** start of READING TEXT **

Understand the historical reasons why certain challenges exist. Understand the political reasons why challenges persist.

Plan For The Worst

Don’t be surprised if you take a new role and are immediately thrown into an incident or other significant situation. You may not have had time to review playbooks or processes, but you can still fall back on your prior experience to guide the team through this event and learn from it. Most importantly, you can use this experience to identify key talent and let them lead, while you observe and take notes. You can also use your observation of the incident to take notes on things that need to be improved such as interaction with non-security groups, when to inform the board, how to communicate with customers or how to improve coordination among your team.

Act With Urgency

Your first few months in the role are extremely vulnerable periods for both you and the company. During this period you won’t have a full picture of the risks to the business and you may not have fully developed your long term plan. Despite these challenges, you still need to act with urgency to gain an understanding of the business and the risk landscape as quickly as possible. Build on the existing program (if any) to document your assumptions, discoveries, controls and risks so you can begin to litigation proof your org. Map the maturity of security controls to an industry framework to help inform your view of the current state of risk at the company. Begin building out templates for communicating your findings, asks, etc. to both the board and your peers. Most importantly, the company will benefit from your fresh perspective so be candid about your findings and initial recommendations.

** end of READING TEXT **
** start of DATA SECTION **

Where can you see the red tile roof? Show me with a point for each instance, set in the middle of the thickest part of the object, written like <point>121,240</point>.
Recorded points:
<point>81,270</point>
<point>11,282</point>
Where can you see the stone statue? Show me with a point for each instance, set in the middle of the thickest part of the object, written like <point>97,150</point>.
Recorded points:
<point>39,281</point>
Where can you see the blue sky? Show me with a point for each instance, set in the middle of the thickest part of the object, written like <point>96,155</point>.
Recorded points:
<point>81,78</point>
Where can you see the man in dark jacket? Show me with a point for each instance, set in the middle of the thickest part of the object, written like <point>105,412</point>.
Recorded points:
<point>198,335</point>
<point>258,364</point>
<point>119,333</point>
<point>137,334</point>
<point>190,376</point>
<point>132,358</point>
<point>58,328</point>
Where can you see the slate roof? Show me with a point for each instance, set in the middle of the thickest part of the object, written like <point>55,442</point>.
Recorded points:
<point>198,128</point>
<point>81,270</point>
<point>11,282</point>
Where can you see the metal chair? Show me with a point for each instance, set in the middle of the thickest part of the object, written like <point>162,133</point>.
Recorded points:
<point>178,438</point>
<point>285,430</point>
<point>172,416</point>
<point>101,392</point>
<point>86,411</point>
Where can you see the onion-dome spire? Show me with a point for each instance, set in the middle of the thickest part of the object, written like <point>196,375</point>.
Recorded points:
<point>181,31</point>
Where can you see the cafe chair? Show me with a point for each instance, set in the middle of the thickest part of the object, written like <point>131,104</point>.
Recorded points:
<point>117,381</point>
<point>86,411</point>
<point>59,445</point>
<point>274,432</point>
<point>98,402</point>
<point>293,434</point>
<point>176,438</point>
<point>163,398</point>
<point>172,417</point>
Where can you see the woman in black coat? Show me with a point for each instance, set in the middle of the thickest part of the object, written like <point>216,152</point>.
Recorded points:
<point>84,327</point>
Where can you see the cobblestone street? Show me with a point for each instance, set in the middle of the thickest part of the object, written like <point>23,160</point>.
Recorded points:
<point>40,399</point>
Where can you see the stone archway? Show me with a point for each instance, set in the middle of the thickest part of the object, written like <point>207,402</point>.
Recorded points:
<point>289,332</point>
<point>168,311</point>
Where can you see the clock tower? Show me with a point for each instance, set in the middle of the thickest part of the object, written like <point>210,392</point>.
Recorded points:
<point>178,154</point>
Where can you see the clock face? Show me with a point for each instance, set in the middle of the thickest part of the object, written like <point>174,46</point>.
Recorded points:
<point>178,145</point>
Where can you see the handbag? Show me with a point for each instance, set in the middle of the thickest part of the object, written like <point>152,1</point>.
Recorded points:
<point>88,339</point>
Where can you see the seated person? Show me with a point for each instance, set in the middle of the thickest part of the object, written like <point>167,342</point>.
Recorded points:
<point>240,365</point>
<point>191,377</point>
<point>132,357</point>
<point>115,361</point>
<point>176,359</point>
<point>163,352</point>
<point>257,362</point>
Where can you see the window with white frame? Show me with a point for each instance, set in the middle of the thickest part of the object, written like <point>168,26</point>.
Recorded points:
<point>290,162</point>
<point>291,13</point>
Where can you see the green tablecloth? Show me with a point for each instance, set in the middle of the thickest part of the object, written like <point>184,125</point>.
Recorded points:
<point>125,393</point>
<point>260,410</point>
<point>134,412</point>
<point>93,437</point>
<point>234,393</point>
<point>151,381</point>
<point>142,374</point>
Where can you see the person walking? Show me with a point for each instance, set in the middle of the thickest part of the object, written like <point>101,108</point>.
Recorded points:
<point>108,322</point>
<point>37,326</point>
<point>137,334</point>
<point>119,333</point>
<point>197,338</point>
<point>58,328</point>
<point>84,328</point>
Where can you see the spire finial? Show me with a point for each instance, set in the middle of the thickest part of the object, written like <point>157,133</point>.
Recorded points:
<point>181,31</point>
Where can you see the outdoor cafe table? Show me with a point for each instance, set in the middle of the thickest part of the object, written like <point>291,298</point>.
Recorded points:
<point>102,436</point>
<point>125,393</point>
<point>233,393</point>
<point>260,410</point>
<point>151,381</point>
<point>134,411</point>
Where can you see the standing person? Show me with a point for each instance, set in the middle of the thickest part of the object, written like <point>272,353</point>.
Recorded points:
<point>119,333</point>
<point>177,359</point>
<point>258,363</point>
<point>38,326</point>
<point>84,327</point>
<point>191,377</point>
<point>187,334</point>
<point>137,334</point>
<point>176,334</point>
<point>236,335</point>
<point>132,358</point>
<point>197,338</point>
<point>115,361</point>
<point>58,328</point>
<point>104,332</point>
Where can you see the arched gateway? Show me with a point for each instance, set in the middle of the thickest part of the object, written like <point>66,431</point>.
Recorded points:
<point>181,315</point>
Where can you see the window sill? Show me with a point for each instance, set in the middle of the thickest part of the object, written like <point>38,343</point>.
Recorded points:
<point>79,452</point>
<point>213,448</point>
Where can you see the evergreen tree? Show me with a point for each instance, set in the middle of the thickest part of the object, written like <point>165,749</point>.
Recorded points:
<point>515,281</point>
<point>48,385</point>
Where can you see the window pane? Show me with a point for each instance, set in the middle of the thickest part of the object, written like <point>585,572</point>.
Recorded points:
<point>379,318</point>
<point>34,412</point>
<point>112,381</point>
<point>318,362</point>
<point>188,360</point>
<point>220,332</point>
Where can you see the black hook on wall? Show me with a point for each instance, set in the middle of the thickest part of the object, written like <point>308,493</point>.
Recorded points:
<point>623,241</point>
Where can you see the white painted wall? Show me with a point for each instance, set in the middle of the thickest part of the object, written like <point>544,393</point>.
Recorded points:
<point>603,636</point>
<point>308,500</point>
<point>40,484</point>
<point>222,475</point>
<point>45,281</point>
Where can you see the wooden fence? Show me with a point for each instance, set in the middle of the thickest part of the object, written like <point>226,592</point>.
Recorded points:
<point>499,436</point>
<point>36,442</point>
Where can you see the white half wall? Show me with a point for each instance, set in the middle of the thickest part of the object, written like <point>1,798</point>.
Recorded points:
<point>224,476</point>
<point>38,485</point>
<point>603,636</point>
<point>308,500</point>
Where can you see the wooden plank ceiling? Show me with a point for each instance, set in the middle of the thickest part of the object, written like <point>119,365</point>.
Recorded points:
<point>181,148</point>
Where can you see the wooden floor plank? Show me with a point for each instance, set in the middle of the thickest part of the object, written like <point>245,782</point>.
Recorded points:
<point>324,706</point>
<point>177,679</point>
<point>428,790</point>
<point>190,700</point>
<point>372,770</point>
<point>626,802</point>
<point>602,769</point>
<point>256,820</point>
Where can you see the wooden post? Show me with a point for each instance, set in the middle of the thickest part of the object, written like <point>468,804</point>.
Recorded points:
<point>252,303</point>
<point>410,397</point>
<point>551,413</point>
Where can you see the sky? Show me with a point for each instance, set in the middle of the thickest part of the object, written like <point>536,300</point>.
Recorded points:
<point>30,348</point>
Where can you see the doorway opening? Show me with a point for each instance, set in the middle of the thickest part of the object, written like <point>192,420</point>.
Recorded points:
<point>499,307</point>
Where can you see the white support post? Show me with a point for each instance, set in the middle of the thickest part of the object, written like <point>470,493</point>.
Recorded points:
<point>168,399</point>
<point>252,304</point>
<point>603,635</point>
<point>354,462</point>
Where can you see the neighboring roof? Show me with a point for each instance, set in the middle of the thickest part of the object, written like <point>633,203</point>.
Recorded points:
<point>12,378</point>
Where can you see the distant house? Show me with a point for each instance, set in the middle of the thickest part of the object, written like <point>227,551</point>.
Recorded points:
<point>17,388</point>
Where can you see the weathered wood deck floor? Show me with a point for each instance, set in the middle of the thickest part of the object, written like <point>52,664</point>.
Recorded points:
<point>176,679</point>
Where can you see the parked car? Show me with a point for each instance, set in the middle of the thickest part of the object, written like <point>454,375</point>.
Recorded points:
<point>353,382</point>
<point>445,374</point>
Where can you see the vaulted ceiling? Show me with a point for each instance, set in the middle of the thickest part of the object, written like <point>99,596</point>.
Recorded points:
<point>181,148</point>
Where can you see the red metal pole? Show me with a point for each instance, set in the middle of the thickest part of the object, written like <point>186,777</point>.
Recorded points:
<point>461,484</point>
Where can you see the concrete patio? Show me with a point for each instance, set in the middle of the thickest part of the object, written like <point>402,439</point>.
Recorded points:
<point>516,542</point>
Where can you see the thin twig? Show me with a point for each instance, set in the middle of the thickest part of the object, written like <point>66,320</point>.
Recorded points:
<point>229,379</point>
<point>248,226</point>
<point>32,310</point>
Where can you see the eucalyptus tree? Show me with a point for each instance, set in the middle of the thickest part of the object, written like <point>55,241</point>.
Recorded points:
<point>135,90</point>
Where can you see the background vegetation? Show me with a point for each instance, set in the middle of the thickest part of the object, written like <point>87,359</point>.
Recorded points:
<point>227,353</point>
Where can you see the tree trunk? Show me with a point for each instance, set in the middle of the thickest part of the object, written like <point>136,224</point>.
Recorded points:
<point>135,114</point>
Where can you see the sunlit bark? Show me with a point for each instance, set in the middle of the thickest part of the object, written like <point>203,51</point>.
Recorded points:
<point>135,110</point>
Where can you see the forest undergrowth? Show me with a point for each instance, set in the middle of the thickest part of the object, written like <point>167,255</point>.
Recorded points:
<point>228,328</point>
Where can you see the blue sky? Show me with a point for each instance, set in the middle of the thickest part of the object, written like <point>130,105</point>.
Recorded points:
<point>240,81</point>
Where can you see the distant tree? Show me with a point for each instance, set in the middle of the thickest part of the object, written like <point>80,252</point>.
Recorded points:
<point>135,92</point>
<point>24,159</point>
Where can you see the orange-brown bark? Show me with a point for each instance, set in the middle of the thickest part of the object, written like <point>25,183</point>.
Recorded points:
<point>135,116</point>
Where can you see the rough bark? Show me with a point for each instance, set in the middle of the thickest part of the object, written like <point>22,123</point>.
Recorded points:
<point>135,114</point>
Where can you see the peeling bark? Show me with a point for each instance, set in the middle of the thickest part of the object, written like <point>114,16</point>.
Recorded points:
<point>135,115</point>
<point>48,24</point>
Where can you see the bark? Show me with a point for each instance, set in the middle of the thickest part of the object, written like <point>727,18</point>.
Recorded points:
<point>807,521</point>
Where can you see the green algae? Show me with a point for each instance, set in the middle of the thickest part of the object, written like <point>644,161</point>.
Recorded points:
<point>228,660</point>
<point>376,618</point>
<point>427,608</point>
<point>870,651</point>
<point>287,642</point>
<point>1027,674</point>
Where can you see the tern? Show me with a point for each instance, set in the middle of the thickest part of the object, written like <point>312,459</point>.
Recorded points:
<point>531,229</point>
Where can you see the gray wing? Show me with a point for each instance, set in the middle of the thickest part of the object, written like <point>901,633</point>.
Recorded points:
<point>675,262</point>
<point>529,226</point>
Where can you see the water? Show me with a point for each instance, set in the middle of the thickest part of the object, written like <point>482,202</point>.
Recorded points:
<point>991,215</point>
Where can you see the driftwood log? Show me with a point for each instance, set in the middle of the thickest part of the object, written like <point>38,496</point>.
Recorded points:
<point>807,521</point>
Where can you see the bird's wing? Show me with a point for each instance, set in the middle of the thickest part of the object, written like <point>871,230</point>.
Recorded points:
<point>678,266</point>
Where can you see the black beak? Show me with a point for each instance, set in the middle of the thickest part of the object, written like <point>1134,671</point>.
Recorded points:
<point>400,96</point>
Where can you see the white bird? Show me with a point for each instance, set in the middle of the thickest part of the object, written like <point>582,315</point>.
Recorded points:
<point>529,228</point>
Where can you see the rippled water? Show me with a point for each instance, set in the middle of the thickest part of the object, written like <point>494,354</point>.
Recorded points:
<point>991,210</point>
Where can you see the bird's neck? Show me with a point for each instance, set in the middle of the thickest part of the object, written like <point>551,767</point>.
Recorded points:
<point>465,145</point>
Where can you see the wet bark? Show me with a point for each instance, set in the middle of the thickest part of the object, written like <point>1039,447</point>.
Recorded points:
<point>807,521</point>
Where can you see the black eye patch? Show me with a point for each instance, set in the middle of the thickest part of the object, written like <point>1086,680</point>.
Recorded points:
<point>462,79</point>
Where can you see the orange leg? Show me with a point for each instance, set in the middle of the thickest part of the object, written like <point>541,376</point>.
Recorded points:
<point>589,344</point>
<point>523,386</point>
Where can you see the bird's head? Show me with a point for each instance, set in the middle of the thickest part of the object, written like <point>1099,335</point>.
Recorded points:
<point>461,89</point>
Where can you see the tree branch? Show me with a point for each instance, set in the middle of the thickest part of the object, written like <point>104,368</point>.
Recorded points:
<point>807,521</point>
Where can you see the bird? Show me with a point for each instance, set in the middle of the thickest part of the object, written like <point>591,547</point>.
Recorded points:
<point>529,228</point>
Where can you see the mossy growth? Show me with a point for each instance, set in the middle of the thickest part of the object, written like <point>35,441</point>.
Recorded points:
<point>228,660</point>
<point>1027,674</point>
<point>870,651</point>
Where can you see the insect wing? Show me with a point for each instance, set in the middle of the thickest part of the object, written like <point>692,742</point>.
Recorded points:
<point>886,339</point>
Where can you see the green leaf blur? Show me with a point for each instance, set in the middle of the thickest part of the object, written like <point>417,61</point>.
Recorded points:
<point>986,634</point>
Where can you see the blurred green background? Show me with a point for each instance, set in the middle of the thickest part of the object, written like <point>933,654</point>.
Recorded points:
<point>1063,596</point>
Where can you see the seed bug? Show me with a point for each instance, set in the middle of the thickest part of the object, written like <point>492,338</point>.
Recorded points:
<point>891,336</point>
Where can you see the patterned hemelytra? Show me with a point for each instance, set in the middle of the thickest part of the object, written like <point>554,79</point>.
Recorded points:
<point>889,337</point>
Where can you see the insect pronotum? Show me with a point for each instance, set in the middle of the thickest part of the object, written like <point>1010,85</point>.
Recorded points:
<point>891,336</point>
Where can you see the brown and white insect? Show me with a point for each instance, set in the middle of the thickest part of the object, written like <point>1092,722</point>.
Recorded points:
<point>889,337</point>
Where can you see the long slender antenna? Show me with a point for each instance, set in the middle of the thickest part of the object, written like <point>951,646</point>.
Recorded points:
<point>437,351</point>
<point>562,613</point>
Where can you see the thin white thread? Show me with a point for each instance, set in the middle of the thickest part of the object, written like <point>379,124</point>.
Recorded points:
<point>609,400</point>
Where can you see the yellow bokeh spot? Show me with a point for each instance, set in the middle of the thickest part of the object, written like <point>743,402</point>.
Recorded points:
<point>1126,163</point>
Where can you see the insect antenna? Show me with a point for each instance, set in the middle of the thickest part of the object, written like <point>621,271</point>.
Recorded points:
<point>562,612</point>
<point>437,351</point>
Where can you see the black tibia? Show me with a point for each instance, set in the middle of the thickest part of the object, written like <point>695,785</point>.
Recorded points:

** end of DATA SECTION **

• **YOUR TASKS**
(A) Answer these questions from the passage on security leadership:
(i) Under "Plan For The Worst," what should you let key talent do while you observe and take notes?
(ii) Under "Act With Urgency," to what should the maturity of security controls be mapped?
(iii) What will the company benefit from, according to the last sentence?
(B) Print the part of the passage on security leadership that opens with the words containing "Plan For The" and closes with "among your team.".
These rows have no connection to the passage on security leadership.

• **COMPLETE ANSWERS**
(A)
(i) Lead.
(ii) An industry framework.
(iii) Your fresh perspective.

(B)
Plan For The Worst

Don’t be surprised if you take a new role and are immediately thrown into an incident or other significant situation. You may not have had time to review playbooks or processes, but you can still fall back on your prior experience to guide the team through this event and learn from it. Most importantly, you can use this experience to identify key talent and let them lead, while you observe and take notes. You can also use your observation of the incident to take notes on things that need to be improved such as interaction with non-security groups, when to inform the board, how to communicate with customers or how to improve coordination among your team.